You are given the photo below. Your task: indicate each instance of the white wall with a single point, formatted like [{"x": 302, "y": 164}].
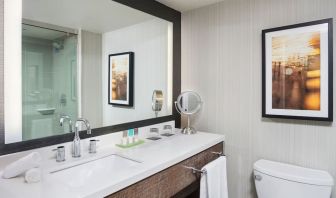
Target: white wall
[
  {"x": 91, "y": 81},
  {"x": 149, "y": 42},
  {"x": 221, "y": 59}
]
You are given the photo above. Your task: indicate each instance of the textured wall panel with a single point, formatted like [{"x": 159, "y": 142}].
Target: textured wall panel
[{"x": 221, "y": 59}]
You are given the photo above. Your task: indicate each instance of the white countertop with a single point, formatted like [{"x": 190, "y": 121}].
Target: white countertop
[{"x": 100, "y": 181}]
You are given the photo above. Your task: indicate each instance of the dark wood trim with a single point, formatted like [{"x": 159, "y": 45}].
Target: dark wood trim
[
  {"x": 329, "y": 118},
  {"x": 149, "y": 6},
  {"x": 174, "y": 181},
  {"x": 59, "y": 139}
]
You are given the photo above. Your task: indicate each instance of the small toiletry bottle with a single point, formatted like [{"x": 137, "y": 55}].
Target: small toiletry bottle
[
  {"x": 124, "y": 138},
  {"x": 136, "y": 135},
  {"x": 130, "y": 136}
]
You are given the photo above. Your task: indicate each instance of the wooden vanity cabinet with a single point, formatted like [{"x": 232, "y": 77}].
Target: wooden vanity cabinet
[{"x": 175, "y": 181}]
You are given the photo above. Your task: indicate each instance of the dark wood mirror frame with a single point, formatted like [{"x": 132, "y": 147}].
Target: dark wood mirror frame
[{"x": 149, "y": 6}]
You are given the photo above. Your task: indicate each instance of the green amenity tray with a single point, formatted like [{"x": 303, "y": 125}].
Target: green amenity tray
[{"x": 131, "y": 145}]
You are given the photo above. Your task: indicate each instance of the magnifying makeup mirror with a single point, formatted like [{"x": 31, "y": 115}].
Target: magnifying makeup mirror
[{"x": 188, "y": 103}]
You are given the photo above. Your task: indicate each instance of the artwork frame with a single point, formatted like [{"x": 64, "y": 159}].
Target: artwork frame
[
  {"x": 120, "y": 94},
  {"x": 283, "y": 77}
]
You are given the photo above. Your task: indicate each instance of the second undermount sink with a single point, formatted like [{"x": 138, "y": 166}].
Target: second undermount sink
[{"x": 88, "y": 172}]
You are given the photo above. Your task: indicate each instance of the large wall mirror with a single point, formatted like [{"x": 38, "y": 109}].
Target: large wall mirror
[{"x": 61, "y": 59}]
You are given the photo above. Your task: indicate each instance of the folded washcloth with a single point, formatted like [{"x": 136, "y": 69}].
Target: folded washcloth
[
  {"x": 214, "y": 182},
  {"x": 33, "y": 175},
  {"x": 20, "y": 166}
]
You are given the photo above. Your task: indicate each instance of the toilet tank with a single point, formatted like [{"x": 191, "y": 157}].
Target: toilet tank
[{"x": 279, "y": 180}]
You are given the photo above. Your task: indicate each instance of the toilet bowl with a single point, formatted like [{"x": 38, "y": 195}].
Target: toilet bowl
[{"x": 279, "y": 180}]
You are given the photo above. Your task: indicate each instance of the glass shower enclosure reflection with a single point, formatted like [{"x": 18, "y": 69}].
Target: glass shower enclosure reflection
[{"x": 49, "y": 80}]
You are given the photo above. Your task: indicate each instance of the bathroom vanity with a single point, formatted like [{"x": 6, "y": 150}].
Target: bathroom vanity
[{"x": 154, "y": 169}]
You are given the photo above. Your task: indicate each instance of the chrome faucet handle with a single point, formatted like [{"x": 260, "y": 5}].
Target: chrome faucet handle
[
  {"x": 86, "y": 123},
  {"x": 64, "y": 118},
  {"x": 93, "y": 146},
  {"x": 76, "y": 148},
  {"x": 60, "y": 153}
]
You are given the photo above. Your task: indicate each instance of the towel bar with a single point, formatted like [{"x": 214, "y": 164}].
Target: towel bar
[
  {"x": 195, "y": 170},
  {"x": 218, "y": 153}
]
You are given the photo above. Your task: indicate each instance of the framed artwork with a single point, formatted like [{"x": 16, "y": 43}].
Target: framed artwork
[
  {"x": 297, "y": 71},
  {"x": 120, "y": 81}
]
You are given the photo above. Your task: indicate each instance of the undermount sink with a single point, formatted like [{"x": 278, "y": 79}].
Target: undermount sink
[{"x": 90, "y": 171}]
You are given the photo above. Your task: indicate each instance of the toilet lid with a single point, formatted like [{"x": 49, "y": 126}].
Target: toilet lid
[{"x": 294, "y": 173}]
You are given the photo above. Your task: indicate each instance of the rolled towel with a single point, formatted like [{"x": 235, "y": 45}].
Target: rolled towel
[
  {"x": 20, "y": 166},
  {"x": 33, "y": 175}
]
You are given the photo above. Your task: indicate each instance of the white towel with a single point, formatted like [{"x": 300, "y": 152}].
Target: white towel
[
  {"x": 214, "y": 182},
  {"x": 20, "y": 166},
  {"x": 33, "y": 175}
]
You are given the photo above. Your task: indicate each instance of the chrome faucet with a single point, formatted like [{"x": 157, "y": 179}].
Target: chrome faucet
[
  {"x": 76, "y": 148},
  {"x": 66, "y": 118}
]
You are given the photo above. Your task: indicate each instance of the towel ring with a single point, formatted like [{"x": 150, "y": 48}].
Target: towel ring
[{"x": 195, "y": 170}]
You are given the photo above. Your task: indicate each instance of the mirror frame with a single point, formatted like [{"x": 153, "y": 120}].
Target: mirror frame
[{"x": 151, "y": 7}]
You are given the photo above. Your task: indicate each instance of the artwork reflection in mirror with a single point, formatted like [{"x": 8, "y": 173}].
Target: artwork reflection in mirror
[{"x": 56, "y": 64}]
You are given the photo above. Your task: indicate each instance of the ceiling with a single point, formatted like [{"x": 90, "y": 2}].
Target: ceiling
[
  {"x": 41, "y": 33},
  {"x": 185, "y": 5},
  {"x": 92, "y": 15}
]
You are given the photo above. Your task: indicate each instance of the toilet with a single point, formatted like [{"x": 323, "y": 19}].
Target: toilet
[{"x": 280, "y": 180}]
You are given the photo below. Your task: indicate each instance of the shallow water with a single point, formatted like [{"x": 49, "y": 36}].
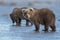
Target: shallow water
[{"x": 9, "y": 32}]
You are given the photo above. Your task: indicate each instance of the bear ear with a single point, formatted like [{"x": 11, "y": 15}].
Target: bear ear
[{"x": 31, "y": 9}]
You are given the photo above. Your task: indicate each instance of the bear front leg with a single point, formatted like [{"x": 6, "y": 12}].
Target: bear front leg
[
  {"x": 37, "y": 26},
  {"x": 27, "y": 23},
  {"x": 45, "y": 28},
  {"x": 17, "y": 22}
]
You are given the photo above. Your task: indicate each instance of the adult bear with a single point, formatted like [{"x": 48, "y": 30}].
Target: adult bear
[
  {"x": 42, "y": 16},
  {"x": 16, "y": 16}
]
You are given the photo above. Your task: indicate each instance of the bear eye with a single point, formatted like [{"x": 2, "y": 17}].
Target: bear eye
[{"x": 30, "y": 9}]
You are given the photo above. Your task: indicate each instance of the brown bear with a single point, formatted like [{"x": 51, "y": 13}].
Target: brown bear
[
  {"x": 16, "y": 16},
  {"x": 42, "y": 16}
]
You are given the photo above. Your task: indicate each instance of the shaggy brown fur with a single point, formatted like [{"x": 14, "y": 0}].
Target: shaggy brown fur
[{"x": 42, "y": 16}]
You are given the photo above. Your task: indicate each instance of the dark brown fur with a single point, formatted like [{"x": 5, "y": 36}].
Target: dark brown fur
[{"x": 43, "y": 16}]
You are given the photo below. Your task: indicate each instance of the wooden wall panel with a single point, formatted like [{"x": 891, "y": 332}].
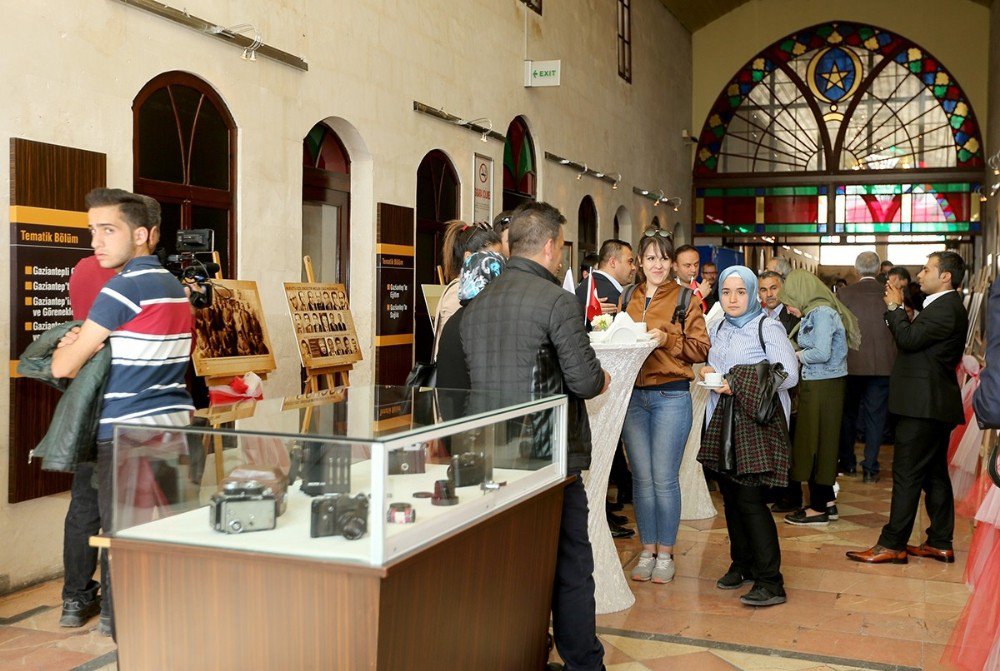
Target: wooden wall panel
[{"x": 56, "y": 178}]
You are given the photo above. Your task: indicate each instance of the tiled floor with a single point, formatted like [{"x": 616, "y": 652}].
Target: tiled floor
[{"x": 840, "y": 614}]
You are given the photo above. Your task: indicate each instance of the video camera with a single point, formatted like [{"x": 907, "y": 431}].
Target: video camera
[{"x": 188, "y": 268}]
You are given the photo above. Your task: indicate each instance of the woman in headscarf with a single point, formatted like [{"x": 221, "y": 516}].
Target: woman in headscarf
[
  {"x": 478, "y": 270},
  {"x": 827, "y": 329},
  {"x": 747, "y": 336}
]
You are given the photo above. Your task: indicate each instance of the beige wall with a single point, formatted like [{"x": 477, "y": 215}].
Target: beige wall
[
  {"x": 956, "y": 32},
  {"x": 70, "y": 71}
]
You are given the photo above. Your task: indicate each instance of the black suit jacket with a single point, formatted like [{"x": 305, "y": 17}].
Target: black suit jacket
[
  {"x": 606, "y": 291},
  {"x": 923, "y": 382}
]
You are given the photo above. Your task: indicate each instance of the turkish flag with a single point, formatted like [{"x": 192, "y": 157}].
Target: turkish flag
[{"x": 593, "y": 303}]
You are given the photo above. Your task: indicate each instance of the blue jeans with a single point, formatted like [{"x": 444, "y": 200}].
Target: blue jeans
[{"x": 656, "y": 428}]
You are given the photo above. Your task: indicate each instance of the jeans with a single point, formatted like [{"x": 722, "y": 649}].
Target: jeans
[
  {"x": 867, "y": 396},
  {"x": 655, "y": 432},
  {"x": 574, "y": 619},
  {"x": 83, "y": 520}
]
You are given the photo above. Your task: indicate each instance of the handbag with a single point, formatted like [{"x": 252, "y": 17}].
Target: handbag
[{"x": 422, "y": 375}]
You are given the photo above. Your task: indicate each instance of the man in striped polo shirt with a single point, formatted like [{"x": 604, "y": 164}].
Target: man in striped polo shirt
[{"x": 144, "y": 313}]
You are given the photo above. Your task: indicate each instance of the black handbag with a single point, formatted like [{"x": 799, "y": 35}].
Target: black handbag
[
  {"x": 727, "y": 437},
  {"x": 422, "y": 375}
]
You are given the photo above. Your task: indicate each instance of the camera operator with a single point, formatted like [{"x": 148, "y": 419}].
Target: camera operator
[{"x": 143, "y": 312}]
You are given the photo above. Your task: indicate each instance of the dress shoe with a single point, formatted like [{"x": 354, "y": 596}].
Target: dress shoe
[
  {"x": 925, "y": 550},
  {"x": 618, "y": 531},
  {"x": 763, "y": 596},
  {"x": 878, "y": 555}
]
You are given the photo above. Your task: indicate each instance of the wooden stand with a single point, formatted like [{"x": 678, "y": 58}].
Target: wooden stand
[{"x": 331, "y": 376}]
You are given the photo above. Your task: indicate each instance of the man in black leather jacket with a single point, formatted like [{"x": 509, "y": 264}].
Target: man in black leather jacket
[{"x": 525, "y": 333}]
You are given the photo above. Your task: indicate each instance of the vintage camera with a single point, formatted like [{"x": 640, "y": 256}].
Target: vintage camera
[
  {"x": 325, "y": 468},
  {"x": 188, "y": 268},
  {"x": 339, "y": 515},
  {"x": 407, "y": 460},
  {"x": 467, "y": 469},
  {"x": 242, "y": 506}
]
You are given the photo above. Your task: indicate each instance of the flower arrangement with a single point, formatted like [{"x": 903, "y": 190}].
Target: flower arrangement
[{"x": 601, "y": 322}]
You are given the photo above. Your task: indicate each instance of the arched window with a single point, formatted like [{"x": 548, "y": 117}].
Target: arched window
[
  {"x": 326, "y": 192},
  {"x": 520, "y": 181},
  {"x": 836, "y": 130},
  {"x": 184, "y": 156}
]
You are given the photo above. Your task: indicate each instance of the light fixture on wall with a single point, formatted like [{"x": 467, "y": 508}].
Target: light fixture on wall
[{"x": 584, "y": 170}]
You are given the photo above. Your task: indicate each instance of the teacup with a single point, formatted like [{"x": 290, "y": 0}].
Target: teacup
[{"x": 713, "y": 379}]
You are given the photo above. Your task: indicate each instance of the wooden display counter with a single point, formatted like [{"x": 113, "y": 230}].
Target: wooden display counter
[{"x": 476, "y": 599}]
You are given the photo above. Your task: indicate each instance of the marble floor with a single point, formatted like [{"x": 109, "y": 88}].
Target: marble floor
[{"x": 840, "y": 614}]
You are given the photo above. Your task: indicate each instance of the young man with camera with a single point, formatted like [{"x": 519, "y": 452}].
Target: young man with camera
[{"x": 143, "y": 312}]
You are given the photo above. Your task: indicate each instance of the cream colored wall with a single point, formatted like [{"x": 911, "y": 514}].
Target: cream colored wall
[
  {"x": 70, "y": 71},
  {"x": 956, "y": 32}
]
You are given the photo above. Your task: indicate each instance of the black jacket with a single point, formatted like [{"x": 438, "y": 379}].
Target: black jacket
[
  {"x": 525, "y": 333},
  {"x": 923, "y": 382}
]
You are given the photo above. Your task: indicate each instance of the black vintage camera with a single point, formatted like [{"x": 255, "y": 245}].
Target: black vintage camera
[
  {"x": 325, "y": 468},
  {"x": 241, "y": 507},
  {"x": 188, "y": 268},
  {"x": 407, "y": 460},
  {"x": 339, "y": 515},
  {"x": 467, "y": 469}
]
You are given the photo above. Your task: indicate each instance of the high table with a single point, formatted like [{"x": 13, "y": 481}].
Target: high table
[{"x": 607, "y": 413}]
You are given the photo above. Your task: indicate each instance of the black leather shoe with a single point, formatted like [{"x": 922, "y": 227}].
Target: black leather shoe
[
  {"x": 76, "y": 612},
  {"x": 762, "y": 596},
  {"x": 732, "y": 580}
]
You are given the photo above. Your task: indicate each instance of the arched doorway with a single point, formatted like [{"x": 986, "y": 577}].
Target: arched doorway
[
  {"x": 520, "y": 180},
  {"x": 843, "y": 134},
  {"x": 586, "y": 229},
  {"x": 437, "y": 203},
  {"x": 184, "y": 156},
  {"x": 326, "y": 194}
]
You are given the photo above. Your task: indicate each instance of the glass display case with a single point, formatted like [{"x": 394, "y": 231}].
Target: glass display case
[{"x": 362, "y": 475}]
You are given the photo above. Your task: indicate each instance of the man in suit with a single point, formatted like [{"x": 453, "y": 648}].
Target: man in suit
[
  {"x": 923, "y": 391},
  {"x": 868, "y": 369},
  {"x": 615, "y": 269}
]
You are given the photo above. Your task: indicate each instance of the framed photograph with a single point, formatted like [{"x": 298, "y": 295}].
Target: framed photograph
[
  {"x": 230, "y": 335},
  {"x": 322, "y": 324}
]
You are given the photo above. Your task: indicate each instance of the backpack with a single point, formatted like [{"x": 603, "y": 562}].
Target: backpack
[{"x": 680, "y": 311}]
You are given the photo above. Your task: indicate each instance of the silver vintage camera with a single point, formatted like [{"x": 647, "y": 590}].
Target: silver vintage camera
[{"x": 242, "y": 507}]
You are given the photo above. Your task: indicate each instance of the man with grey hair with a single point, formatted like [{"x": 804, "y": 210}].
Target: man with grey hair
[
  {"x": 780, "y": 265},
  {"x": 868, "y": 370}
]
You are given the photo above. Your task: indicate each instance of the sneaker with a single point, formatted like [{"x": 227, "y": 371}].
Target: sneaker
[
  {"x": 800, "y": 518},
  {"x": 643, "y": 571},
  {"x": 732, "y": 580},
  {"x": 77, "y": 611},
  {"x": 762, "y": 596},
  {"x": 663, "y": 571}
]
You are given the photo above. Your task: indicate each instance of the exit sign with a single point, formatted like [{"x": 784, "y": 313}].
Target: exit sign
[{"x": 542, "y": 73}]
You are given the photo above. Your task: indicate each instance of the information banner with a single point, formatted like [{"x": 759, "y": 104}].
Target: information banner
[{"x": 42, "y": 257}]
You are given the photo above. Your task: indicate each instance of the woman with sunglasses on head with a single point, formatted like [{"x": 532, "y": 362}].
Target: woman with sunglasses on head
[
  {"x": 461, "y": 240},
  {"x": 659, "y": 412},
  {"x": 745, "y": 337}
]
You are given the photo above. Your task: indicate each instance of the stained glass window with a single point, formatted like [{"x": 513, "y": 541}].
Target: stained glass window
[{"x": 861, "y": 112}]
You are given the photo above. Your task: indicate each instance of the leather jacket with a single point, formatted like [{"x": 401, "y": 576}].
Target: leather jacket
[{"x": 73, "y": 431}]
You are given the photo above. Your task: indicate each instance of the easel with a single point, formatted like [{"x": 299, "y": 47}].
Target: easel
[
  {"x": 333, "y": 376},
  {"x": 217, "y": 421}
]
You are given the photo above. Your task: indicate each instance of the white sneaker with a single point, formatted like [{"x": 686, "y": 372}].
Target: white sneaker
[
  {"x": 663, "y": 572},
  {"x": 643, "y": 571}
]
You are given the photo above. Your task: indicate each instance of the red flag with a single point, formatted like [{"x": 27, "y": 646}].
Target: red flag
[{"x": 593, "y": 303}]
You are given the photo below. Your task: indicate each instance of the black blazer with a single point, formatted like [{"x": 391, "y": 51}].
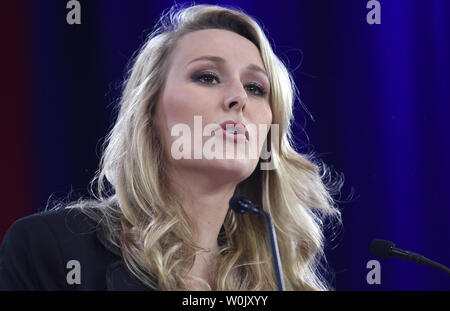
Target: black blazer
[{"x": 36, "y": 250}]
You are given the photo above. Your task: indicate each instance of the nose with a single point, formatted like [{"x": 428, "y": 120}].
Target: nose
[{"x": 236, "y": 98}]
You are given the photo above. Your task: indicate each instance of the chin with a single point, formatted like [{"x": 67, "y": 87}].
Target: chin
[{"x": 236, "y": 169}]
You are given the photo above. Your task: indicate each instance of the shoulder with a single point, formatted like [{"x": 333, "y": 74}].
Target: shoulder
[{"x": 37, "y": 250}]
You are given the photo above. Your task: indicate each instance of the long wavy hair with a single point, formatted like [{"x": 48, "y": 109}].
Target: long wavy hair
[{"x": 139, "y": 213}]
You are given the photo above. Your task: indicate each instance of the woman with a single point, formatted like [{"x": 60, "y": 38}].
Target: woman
[{"x": 161, "y": 220}]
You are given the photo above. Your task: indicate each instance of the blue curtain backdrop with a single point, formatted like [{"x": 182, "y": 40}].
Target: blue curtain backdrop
[{"x": 379, "y": 96}]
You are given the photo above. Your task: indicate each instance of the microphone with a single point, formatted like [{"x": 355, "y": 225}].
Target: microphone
[
  {"x": 387, "y": 249},
  {"x": 241, "y": 205}
]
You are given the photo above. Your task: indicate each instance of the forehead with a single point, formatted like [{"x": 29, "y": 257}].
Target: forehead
[{"x": 217, "y": 42}]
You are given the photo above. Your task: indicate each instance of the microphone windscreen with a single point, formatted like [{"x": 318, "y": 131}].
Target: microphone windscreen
[{"x": 382, "y": 248}]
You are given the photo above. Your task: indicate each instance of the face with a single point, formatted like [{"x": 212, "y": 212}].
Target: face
[{"x": 215, "y": 77}]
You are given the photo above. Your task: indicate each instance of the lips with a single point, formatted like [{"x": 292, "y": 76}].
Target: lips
[{"x": 231, "y": 127}]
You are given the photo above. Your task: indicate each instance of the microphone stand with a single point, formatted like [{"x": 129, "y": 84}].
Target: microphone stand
[{"x": 241, "y": 205}]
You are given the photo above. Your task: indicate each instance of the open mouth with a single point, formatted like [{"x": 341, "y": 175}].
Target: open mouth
[{"x": 234, "y": 130}]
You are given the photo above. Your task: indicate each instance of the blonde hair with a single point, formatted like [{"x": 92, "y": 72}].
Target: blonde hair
[{"x": 140, "y": 214}]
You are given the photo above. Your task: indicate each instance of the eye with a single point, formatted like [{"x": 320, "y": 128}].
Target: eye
[
  {"x": 205, "y": 78},
  {"x": 256, "y": 89}
]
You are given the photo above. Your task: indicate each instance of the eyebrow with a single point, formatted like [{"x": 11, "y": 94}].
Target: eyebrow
[{"x": 218, "y": 59}]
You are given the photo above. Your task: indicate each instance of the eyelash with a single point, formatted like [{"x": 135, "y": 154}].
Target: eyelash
[{"x": 197, "y": 77}]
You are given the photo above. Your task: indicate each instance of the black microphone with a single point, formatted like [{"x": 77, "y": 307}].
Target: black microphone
[
  {"x": 241, "y": 204},
  {"x": 387, "y": 249}
]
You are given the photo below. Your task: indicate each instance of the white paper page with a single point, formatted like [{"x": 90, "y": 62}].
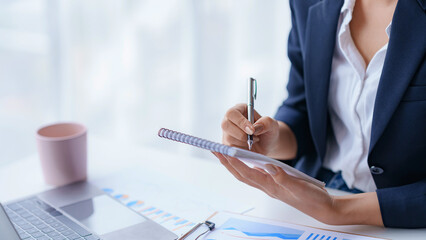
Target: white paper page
[
  {"x": 230, "y": 226},
  {"x": 165, "y": 200}
]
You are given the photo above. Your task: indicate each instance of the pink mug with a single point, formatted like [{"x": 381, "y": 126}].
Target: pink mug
[{"x": 62, "y": 149}]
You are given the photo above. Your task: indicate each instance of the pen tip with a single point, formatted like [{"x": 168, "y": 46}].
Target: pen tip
[{"x": 250, "y": 143}]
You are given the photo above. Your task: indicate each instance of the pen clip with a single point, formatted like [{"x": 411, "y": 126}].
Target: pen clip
[{"x": 255, "y": 88}]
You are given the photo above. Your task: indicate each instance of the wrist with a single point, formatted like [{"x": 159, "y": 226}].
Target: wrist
[{"x": 357, "y": 209}]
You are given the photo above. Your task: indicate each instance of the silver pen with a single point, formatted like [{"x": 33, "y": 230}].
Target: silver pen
[{"x": 252, "y": 92}]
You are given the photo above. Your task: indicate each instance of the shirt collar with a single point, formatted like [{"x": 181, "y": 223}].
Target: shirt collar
[{"x": 348, "y": 7}]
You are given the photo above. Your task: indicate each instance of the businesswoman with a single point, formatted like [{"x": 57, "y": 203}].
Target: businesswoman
[{"x": 355, "y": 116}]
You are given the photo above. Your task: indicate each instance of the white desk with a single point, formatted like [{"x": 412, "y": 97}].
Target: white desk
[{"x": 24, "y": 177}]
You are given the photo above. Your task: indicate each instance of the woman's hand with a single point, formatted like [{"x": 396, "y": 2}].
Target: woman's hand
[
  {"x": 270, "y": 137},
  {"x": 306, "y": 197}
]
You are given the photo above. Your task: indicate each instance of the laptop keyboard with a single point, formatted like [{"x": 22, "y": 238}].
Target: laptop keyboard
[{"x": 34, "y": 219}]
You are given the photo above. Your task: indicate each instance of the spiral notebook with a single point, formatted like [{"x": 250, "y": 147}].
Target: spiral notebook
[{"x": 246, "y": 156}]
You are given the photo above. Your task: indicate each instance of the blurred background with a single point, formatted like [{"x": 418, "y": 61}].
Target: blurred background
[{"x": 126, "y": 68}]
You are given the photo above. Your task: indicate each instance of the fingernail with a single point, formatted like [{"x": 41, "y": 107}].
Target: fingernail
[
  {"x": 258, "y": 128},
  {"x": 271, "y": 171},
  {"x": 249, "y": 130}
]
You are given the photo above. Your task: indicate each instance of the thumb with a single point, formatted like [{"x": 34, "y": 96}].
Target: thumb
[{"x": 263, "y": 125}]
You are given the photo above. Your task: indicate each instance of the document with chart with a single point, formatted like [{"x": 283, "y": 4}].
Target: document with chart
[{"x": 231, "y": 226}]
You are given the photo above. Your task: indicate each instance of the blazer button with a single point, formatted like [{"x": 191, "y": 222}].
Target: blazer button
[{"x": 376, "y": 170}]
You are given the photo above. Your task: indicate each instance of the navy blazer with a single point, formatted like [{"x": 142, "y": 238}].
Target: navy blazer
[{"x": 397, "y": 153}]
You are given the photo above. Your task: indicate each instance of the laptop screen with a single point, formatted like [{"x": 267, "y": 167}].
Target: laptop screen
[{"x": 7, "y": 231}]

§ Task item
Take the line containing "of the document" and each line after it up to the last line of the listing, and print them exactly.

§ Response below
You are given the photo above. Your task: indicate each instance of the document with chart with a single point, formatted like [{"x": 283, "y": 4}].
Target: document with chart
[{"x": 231, "y": 226}]
You are given the photo above. Your task: indicate each instance of the blazer button with a single point, formatted like [{"x": 191, "y": 222}].
Target: blazer button
[{"x": 376, "y": 170}]
You are given the photo above. Your task: indicate each instance of the navy blazer with a single point, formatted like [{"x": 142, "y": 238}].
Target: navy blazer
[{"x": 397, "y": 153}]
You are given the photo above. Your task: indicate each instance of the laptop screen with a single point, formatted like [{"x": 267, "y": 167}].
Target: laptop screen
[{"x": 7, "y": 231}]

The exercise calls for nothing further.